Supplied text:
** start **

Dan Christensen <Dan_Christensen@sympatico.ca> wrote:
> On May 1, 6:56=A0pm, David W. Cantrell <DWCantr...@sigmaxi.net> wrote:
> > "Jesse F. Hughes" <je...@phiwumbda.org> wrote:
> >

> > > I wonder if you [Dan] can find a calculus text which explicitly
> > > leaves 0^0 undefined.

> >
> > I have several introductory calculus texts on the shelves.
> >
> > Some authors feel the need to review pre-calculus topics. Thomas &
> > Finney, 7th ed., do this in an appendix. They say that, if a is
> > nonzero, a^0 = 1.
> > But of course, they give no reason for excluding a = 0.
> >
> > But unless the author feels the need to review pre-calculus topics,
> > there may be no mention of 0^0 until the section on power series.
> > Perhaps Leithold, 5th ed., is typical. [Thomas & Finney do something
> > similar regarding power series.] Soon after defining power series,
> > Leithold states
> >
> > "(Note that we take (x - a)^0 =3D 1, even when x =3D a, for convenience
> > in writing the general term.)"
> >
> > I had more-or-less expected to find such a statement, but was surprised
> > by a similarly phrased statement on the next page:
> >
> > "When n! is used in representing the nth term of a power series, we
> > take 0! = 1 so that the expression for the nth term will hold when n = 0."

>
> Again, I have no trouble with 0! = 1

Of course, 0! = 1. But to be consistent, since both 0^0 and 0! are empty
products, you should either accept or reject that both are 1. (Of course,
you and Leithold _should_ accept that both are 1.)

** end **

Provided material:
** start **

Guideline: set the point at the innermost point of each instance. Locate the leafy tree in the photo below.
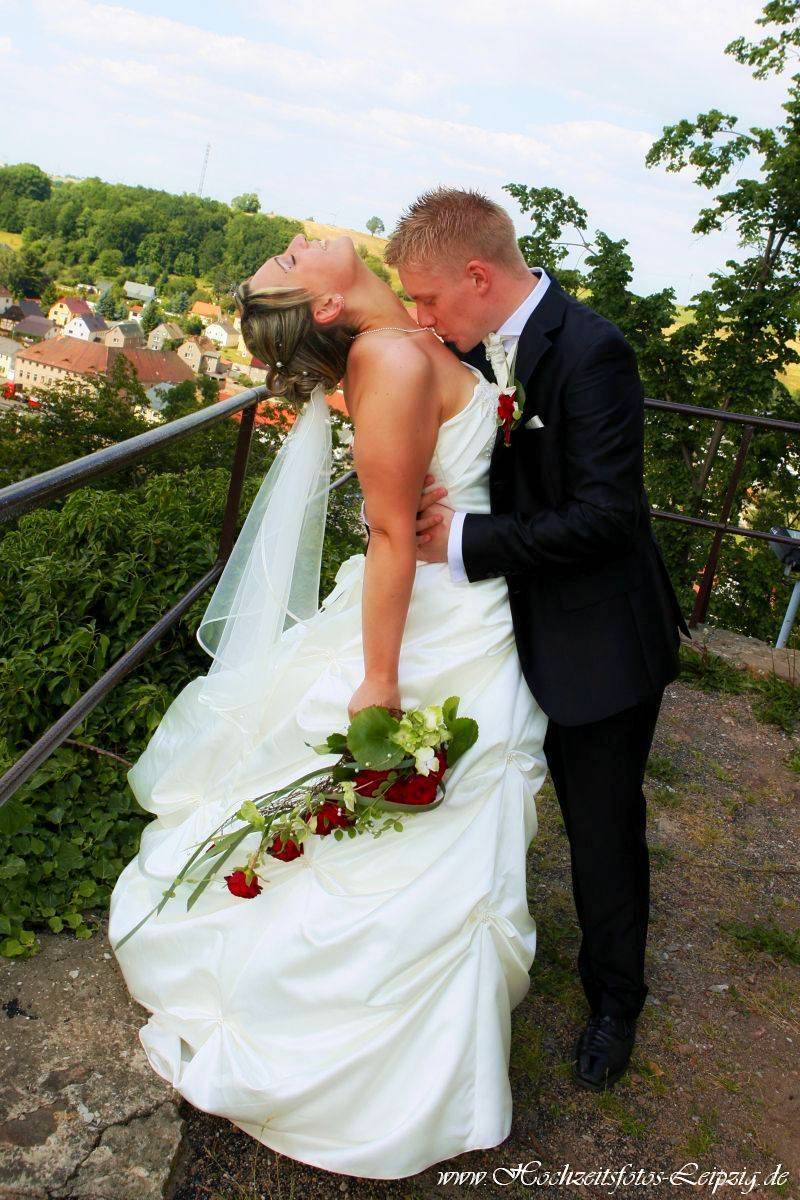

** end **

Required work: Reproduce the part of the post about 0^0 starting at "Dan Christensen <Dan_Christensen@sympatico.ca>" and ending at "on the shelves.", keeping it identical to the original. The listing has no connection to the post about 0^0.

Solution to the problem:
Dan Christensen <Dan_Christensen@sympatico.ca> wrote:
> On May 1, 6:56=A0pm, David W. Cantrell <DWCantr...@sigmaxi.net> wrote:
> > "Jesse F. Hughes" <je...@phiwumbda.org> wrote:
> >

> > > I wonder if you [Dan] can find a calculus text which explicitly
> > > leaves 0^0 undefined.

> >
> > I have several introductory calculus texts on the shelves.